Directions for this task — Convert all of the data below into a numbered list, leaving out any blank lines.

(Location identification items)
____________
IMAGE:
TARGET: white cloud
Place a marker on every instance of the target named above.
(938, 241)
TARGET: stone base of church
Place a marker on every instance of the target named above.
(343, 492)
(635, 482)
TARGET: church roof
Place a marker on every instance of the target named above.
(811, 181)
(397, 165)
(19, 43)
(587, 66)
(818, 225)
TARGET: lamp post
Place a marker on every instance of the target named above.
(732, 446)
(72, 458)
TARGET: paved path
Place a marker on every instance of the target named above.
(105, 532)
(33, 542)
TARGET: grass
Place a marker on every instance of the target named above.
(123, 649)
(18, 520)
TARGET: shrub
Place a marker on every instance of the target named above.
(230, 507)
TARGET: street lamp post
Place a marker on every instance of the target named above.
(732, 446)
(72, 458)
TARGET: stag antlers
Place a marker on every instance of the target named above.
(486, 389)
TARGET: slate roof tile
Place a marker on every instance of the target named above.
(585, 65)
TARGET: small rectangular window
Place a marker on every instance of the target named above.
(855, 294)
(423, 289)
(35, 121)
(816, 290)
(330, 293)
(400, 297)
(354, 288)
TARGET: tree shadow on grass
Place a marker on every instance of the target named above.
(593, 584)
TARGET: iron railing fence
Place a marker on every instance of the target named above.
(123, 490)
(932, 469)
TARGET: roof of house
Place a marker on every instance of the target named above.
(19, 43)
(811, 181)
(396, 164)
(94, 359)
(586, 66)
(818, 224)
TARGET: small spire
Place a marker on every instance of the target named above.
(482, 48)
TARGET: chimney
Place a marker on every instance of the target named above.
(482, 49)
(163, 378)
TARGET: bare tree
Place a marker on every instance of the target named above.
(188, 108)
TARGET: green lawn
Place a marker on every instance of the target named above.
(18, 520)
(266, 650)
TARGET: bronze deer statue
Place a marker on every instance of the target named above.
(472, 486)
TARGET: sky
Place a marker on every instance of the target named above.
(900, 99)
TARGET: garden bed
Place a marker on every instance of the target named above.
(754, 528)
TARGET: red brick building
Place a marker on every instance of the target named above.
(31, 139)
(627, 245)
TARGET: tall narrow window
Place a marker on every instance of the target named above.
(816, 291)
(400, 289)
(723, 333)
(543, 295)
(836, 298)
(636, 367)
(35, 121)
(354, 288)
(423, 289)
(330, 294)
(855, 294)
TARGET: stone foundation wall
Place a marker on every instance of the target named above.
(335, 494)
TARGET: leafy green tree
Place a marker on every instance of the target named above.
____________
Expected answer —
1. IMAGE:
2. TARGET: white cloud
3. Place a marker on every instance of the target named above.
4. (938, 241)
5. TARGET: stone base of church
6. Place a marker on every instance of the target named above.
7. (343, 492)
8. (635, 482)
9. TARGET: church roof
10. Place a marker on every instance of the target named above.
11. (811, 181)
12. (397, 165)
13. (19, 43)
14. (587, 66)
15. (818, 225)
16. TARGET: lamp post
17. Place a marker on every instance of the target named above.
18. (732, 446)
19. (72, 458)
20. TARGET: paved path
21. Place a marker on every instance of the target named above.
22. (105, 532)
23. (33, 542)
24. TARGET: grass
25. Place a marker on every instance of the target named above.
26. (123, 649)
27. (18, 520)
28. TARGET: shrub
29. Place a marker on every instance of the target named above.
30. (230, 507)
31. TARGET: street lamp post
32. Place a marker on every instance of the target named above.
33. (732, 446)
34. (72, 458)
35. TARGET: stag antlers
36. Place a marker on every instance of the target named above.
37. (486, 389)
38. TARGET: slate roof tile
39. Place a marker on every instance of the target named above.
40. (585, 65)
41. TARGET: small rectangular window
42. Place a marker on every instance of the target named above.
43. (855, 294)
44. (423, 289)
45. (35, 121)
46. (816, 290)
47. (330, 293)
48. (400, 297)
49. (354, 288)
50. TARGET: tree shadow on grass
51. Place a marker on every instance of the target named above.
52. (593, 584)
53. TARGET: iron railing fence
54. Place a marker on every instance of the target named above.
55. (123, 490)
56. (932, 469)
57. TARGET: roof of house
58. Place a marker on every instance of the target named above.
59. (19, 43)
60. (811, 181)
61. (396, 164)
62. (94, 359)
63. (586, 66)
64. (818, 224)
65. TARGET: small spire
66. Place a marker on every instance of the target named above.
67. (482, 48)
68. TARGET: chimney
69. Place a marker on every instance of the target named above.
70. (482, 49)
71. (163, 378)
72. TARGET: bare tree
73. Place a marker on every instance of the target named above.
74. (188, 108)
75. TARGET: green lawn
76. Place a marker on every instance of the target named above.
77. (18, 520)
78. (266, 650)
79. TARGET: bronze deer statue
80. Place a marker on every instance of the target named above.
81. (472, 486)
82. TARGET: sky
83. Place a marker on every instance of the target named above.
84. (900, 99)
85. TARGET: garden bed
86. Place a marker on every instance of the target named above.
87. (754, 528)
88. TARGET: red brick building
89. Place a marker on every instance of the target named above.
90. (31, 139)
91. (627, 245)
92. TARGET: tall narrow window
93. Place a marker on every instance of the target named above.
94. (816, 291)
95. (400, 289)
96. (723, 333)
97. (543, 295)
98. (836, 298)
99. (636, 367)
100. (35, 121)
101. (354, 288)
102. (423, 289)
103. (330, 294)
104. (855, 294)
105. TARGET: stone foundation wall
106. Place a marker on every instance of the target named above.
107. (335, 494)
108. TARGET: leafy green tree
109. Place a marker on every instance of the target named above.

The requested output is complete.